--- START The data ---

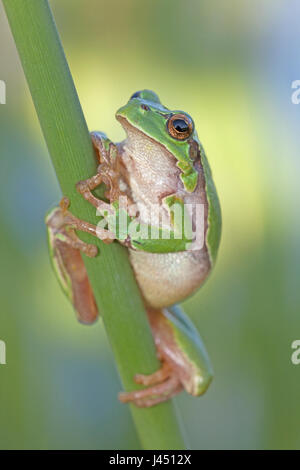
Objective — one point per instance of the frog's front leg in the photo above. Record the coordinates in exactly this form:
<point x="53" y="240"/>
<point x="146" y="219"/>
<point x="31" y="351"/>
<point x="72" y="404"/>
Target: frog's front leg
<point x="185" y="363"/>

--- END The data ---

[What you are asked to do] Gather every line of the data above that contains the string "point" and copy each one out in full.

[Output of the task]
Objective — one point per instance of the frog's front leg in the photo above. Record the coordinates in exactly this form:
<point x="53" y="240"/>
<point x="146" y="219"/>
<point x="31" y="351"/>
<point x="72" y="404"/>
<point x="185" y="363"/>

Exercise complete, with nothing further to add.